**PROBLEM STATEMENT**
Lift out all lines below that contain "bare".

···

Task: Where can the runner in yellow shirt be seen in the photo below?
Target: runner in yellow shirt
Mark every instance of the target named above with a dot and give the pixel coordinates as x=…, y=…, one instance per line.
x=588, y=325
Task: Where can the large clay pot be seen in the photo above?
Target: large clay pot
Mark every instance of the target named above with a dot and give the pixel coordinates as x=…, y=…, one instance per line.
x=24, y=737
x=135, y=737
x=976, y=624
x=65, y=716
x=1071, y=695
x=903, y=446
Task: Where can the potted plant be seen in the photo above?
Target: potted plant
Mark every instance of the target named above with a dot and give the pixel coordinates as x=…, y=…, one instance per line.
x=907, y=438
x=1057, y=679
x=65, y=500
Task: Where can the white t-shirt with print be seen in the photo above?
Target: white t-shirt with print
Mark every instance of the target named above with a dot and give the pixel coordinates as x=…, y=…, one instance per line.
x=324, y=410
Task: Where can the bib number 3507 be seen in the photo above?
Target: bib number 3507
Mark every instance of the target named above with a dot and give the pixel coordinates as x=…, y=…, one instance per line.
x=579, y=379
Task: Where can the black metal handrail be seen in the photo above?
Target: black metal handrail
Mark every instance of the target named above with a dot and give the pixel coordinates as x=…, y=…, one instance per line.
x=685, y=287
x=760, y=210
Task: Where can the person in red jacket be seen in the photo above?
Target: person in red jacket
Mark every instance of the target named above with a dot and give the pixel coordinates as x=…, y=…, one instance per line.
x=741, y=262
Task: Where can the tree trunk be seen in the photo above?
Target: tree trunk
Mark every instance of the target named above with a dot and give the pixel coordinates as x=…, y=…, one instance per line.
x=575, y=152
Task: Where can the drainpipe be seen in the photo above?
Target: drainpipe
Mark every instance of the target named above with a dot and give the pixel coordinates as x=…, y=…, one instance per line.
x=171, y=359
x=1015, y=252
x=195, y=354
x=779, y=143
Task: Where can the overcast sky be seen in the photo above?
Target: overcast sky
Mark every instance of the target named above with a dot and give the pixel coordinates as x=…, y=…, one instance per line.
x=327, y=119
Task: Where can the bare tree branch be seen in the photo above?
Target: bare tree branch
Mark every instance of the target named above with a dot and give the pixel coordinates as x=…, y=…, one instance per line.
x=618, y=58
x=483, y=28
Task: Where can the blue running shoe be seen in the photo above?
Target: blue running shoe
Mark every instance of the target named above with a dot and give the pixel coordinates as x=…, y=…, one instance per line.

···

**TASK ANSWER**
Task: Where can the bare tree branch be seen in the photo above?
Target: bare tree branch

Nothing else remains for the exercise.